__Written problem__
Rename "marker" to "pin" throughout the items below, and write every line out again with nothing else changed.

__Extracted information__
━━━━━━━━

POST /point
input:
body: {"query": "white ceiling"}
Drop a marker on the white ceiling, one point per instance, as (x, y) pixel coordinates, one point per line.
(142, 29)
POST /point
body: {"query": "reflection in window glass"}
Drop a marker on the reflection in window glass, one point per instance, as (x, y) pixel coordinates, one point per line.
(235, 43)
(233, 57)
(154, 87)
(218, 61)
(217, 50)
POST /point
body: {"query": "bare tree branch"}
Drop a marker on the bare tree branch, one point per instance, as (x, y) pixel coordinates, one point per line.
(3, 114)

━━━━━━━━

__Expected answer__
POST /point
input:
body: {"query": "white ceiling"}
Drop a pin on the white ceiling, one point per instance, as (x, y) pixel coordinates, one point per line.
(142, 29)
POST /point
body: {"query": "reflection in window glass"}
Drop a pin on the reflection in window glass, one point per instance, as (x, y) pixel coordinates, one point per line.
(235, 43)
(233, 57)
(154, 87)
(218, 61)
(217, 50)
POST /point
body: {"query": "bare tree branch"}
Drop a pin on the bare tree branch, one point per instance, as (x, y) pixel coordinates, one point per line.
(3, 114)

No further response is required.